**Çıkarılan Metin:**

Seçim Kanunu’nda değişiklik öngören teklifin 2018 seçim sonuçları baz alınarak hazırlandığını savunan Aydın “Oysa şartlar değişti. İktidarda kalabilmek için seçim kanunlarıyla oynamaya başlamışlarsa, gidicidirler” dedi.

İktidardaki iki parti; AKP ve MHP’nin hazırladığı seçim kanununda değişiklik teklifi açıklanır açıklanmaz her kesim tarafından büyük tepkilere neden oldu. Teklifi okuyan AKP ve MHP’den iki milletvekilinin bile mahcubiyet içinde olduğu sık sık tekrarlandı. Bütün maddelerin sadece “Cumhur İttifakı’nın iktidarı koruması amacıyla” hazırlandığı, siyasi kurnazlıklar içerdiği, seçimde devletin tüm imkanlarının Cumhurbaşkanı ve partisi tarafından kullanılacağı söylendi ama henüz bu değişiklikler tam olarak anlaşılamadı. Meclis çoğunluğu Cumhur İttifakı’nda olduğu için TBMM’de kabul edilecek olan bu teklifin anlaşılmasına katkı sağlamak üzere bu değişiklikleri çok deneyimli bir siyasetçi olan İYİ Parti Teşkilat İşlerinden Sorumlu Genel Başkan Yardımcısı Sayın Koray Aydın’a sordum.

KAYBETTİKLERİNİN İKRARI

■ Sayın Aydın, Cumhur İttifakı’nın -koalisyonunun- hazırladığı Seçim Yasası değişikliklerini nasıl karşıladınız?

İktidarın Seçim Kanunu ile ilgili değişiklik teklifi seçimi kaybettiklerinin bir ikrarıdır. Bir iktidar sırf iktidarda kalabilmek için seçim kanunlarıyla oynamaya başlamışsa o iktidar artık gidici demektir. AKP ve ortağının uzun zamandır üzerinde çalıştıkları teklif, dağın fare doğurması ve bir yönüyle de kendi getirdikleri ittifak sisteminin etkisiz hale getirilmesidir. İttifak sisteminin il bazında aleyhlerine işlediğini düşünen iktidar ortakları, aslında il bazında ve ülke genelinde geriye düştüklerini bu teklifle itiraf etmişlerdir. Teklifte ülke barajını yüzde 7’ye düşürmüşler, il bazında ittifakların oy avantajını da ortadan kaldırmışlardır. Seçim barajını şayet seçmen iradesinin en geniş şekilde parlamentoya yansıması ve temsilde adalet için indiriyorlarsa, bizim Güçlendirilmiş Parlamenter Sistem teklifimizde önerdiğimiz gibi yüzde 3’e veya en azından yüzde 5’e indirmeleri gerekirdi. Cumhur İttifakı olarak önde olduklarını düşünüyor olsalar, il bazında ittifaklara avantaj sağlayan kuralı değiştirmezlerdi. Demek ki geriye düştüklerini kendileri de kabul ediyor.

**Yapılacaklar:**
1 - Seçim kanunu metninin "İktidardaki iki parti;" sözlerinden başlayıp "Koray Aydın’a sordum." sözlerine kadar olan kısmını, bu son sözler de dahil olmak üzere aynen yazıya geçirin.
2 - Seçim kanunu metnini kaldığı yerden devam ettirin.
Aşağıdaki listeye ihtiyaç yoktur.

**Kayıtlar:**
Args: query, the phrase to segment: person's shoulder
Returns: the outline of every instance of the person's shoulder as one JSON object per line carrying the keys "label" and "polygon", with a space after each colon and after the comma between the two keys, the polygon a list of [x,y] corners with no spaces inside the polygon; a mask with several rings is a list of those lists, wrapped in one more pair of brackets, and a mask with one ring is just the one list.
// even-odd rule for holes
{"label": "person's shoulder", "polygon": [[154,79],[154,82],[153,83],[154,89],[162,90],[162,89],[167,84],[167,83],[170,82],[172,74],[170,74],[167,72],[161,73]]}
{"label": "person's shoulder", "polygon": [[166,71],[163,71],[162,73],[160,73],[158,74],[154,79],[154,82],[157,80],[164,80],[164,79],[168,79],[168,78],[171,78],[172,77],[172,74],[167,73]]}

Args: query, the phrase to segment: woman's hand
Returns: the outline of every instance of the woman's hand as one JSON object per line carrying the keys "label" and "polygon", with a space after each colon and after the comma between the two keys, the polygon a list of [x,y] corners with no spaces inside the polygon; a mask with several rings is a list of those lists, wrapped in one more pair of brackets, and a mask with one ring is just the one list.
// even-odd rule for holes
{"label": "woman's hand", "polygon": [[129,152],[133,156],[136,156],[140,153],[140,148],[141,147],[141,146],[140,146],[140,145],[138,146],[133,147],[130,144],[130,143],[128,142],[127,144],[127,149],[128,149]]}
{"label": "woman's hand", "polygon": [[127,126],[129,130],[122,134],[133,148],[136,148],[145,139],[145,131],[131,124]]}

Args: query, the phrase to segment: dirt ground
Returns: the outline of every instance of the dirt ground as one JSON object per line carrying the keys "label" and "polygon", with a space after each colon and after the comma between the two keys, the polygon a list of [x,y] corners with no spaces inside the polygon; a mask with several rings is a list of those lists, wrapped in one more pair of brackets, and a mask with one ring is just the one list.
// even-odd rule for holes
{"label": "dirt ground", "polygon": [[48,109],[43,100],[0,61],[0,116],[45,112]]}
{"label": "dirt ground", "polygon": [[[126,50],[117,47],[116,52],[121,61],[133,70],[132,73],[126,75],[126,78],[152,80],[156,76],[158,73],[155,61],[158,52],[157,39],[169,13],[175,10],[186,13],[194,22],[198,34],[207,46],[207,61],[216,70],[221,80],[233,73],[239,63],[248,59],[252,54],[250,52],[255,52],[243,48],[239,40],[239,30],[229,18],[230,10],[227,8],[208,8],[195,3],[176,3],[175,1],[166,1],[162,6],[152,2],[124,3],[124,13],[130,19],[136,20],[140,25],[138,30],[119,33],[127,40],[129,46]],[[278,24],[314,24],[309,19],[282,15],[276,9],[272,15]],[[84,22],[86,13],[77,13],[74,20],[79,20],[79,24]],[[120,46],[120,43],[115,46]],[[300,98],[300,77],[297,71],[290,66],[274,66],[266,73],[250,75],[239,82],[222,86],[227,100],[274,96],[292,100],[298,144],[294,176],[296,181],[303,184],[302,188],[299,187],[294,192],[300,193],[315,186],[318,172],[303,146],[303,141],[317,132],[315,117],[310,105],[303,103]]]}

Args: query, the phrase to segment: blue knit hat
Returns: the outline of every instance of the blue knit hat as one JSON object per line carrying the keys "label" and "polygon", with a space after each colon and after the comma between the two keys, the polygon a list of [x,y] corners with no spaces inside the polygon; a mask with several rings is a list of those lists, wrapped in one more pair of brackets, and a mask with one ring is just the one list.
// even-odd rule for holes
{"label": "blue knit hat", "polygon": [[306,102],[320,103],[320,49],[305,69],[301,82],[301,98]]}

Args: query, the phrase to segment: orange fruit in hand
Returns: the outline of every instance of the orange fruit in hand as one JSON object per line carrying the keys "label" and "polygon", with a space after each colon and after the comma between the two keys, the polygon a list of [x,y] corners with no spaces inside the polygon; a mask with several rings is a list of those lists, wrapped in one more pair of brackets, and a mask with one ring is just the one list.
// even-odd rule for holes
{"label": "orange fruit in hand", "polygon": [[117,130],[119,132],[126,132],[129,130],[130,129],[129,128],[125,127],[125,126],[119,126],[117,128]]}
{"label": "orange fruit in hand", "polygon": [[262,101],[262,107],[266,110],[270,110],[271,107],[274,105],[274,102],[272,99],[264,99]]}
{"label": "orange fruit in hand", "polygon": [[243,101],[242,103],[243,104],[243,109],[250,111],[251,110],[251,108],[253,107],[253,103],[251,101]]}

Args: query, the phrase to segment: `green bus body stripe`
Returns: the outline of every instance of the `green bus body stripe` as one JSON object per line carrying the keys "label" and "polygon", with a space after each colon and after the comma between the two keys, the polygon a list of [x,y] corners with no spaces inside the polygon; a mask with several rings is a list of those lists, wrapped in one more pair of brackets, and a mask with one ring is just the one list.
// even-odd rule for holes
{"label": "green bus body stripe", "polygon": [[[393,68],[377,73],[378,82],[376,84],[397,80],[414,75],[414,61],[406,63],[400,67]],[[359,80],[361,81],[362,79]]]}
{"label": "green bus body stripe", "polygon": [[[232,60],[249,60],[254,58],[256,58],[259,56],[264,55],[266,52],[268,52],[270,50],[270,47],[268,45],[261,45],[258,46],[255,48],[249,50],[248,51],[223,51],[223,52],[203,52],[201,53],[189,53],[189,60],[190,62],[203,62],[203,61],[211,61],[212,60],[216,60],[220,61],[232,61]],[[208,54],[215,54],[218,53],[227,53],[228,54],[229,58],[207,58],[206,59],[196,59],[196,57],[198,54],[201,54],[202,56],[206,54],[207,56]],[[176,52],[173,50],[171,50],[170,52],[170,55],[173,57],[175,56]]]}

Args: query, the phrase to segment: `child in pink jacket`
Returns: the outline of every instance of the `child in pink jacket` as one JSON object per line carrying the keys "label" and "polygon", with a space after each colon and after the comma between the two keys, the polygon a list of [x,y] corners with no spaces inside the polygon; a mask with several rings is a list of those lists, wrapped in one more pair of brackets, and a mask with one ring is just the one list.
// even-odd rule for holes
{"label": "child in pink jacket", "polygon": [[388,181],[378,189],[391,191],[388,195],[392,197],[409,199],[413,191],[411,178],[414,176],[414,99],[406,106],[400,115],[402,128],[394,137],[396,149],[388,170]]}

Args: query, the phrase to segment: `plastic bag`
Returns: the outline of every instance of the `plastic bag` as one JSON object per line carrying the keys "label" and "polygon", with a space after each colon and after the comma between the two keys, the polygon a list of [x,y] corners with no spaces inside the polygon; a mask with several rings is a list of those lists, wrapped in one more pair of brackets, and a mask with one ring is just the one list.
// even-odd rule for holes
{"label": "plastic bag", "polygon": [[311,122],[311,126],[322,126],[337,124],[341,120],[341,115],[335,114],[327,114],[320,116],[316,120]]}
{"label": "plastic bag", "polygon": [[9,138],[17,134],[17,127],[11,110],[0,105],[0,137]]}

**Görev Cevapları:**
1 -
İktidardaki iki parti; AKP ve MHP’nin hazırladığı seçim kanununda değişiklik teklifi açıklanır açıklanmaz her kesim tarafından büyük tepkilere neden oldu. Teklifi okuyan AKP ve MHP’den iki milletvekilinin bile mahcubiyet içinde olduğu sık sık tekrarlandı. Bütün maddelerin sadece “Cumhur İttifakı’nın iktidarı koruması amacıyla” hazırlandığı, siyasi kurnazlıklar içerdiği, seçimde devletin tüm imkanlarının Cumhurbaşkanı ve partisi tarafından kullanılacağı söylendi ama henüz bu değişiklikler tam olarak anlaşılamadı. Meclis çoğunluğu Cumhur İttifakı’nda olduğu için TBMM’de kabul edilecek olan bu teklifin anlaşılmasına katkı sağlamak üzere bu değişiklikleri çok deneyimli bir siyasetçi olan İYİ Parti Teşkilat İşlerinden Sorumlu Genel Başkan Yardımcısı Sayın Koray Aydın’a sordum.

2 -
■ Muhtarlık seçimlerinde oy kullanmada değişiklik neden yapılıyor?

Esasen yerel seçimlerde ve özelde İstanbul seçimlerinde uğradığı ağır yenilgiyi, köylerine muhtar seçmeye giden seçmenlere bağlayan iktidar, bu teklifle muhtarlık seçimlerinde oy kullanmada en az bir yıl ikamet şartı getirmektedir. Bu durum bile iktidarın halen yerel seçim travmasını atlatamadığının göstergesidir.

BÖYLE KANUN OLMAZ

■ Seçim yasaklarından “başbakan” ibaresi çıkarılıyor, ona her imkanın kullanılması, propaganda yapması serbest olacak, en fazla tepki çeken maddelerden biri bu. Şu anda başbakan görevini de Cumhurbaşkanı yaptığına göre siz ne düşünüyorsunuz?

Bu husus teklifteki en kritik husustur. İktidar ortakları getirdikleri teklifle milleti aptal yerine koyarak bir kurnazlık yapmışlar, Cumhurbaşkanı’nı seçim yasaklarından muaf tutmuşlardır. “Başbakan ve bakanlara ilişkin” seçim yasakları maddesinde yapılan değişiklikle “Başbakan” ibaresini yasa metninden çıkarmışlardır. Buna göre Cumhurbaşkanı, seçim propagandasının başlangıç tarihinden oy verme gününe kadar seçim propagandası ile ilgili gezilerde makam ve resmi araçları kullanabilecek, açılış törenleri yapabilecek, resmi ziyafetler verebilecek, devlet imkanlarıyla yapılan karşılama ve uğurlama törenlerine katılabilecektir. Ancak bakan, milletvekili ve diğer siyasi parti genel başkanları bu yasaklara uymak zorunda olacak. Böyle adalet, böyle düzen, böyle kanun olur mu? “Başbakan” ibaresi çıkarılıyorsa yerine “Cumhurbaşkanı” ibaresi konmalıydı. Cumhurbaşkanı “iktidar partisinin Genel Başkanı” durumunda olduğu için yasak kapsamı daha da geniş olmalıdır. İktidarı milletten aldığımız destekle sandıkta yenecek, bu teklifi getirdiklerine pişman edeceğiz!

Koray Aydın, siyasete 21 yaşında MHP Gençlik Kolları’nda başlamış, hem kurucu Genel Başkan Alpaslan Türkeş, hem de Devlet Bahçeli döneminde Genel Sekreter olarak görev yapmıştır. DSP-MHP-ANAP koalisyonunda Bayındırlık Bakanlığı, sonrasında TBMM Başkanvekilliği görevinde bulunan Aydın, İYİ Parti’nin kurucularından.

HDP’yi kapatsalar ne olacak yedek partileri hazır bekliyor


■ Siyasi partilerin seçime girebilmesi için Meclis’te grubu olması yerine seçimden 6 ay önce 41 ilde örgütlenmeyi tamamlamış olması getiriliyor, söylendiği gibi HDP için getirilen bir şart mı?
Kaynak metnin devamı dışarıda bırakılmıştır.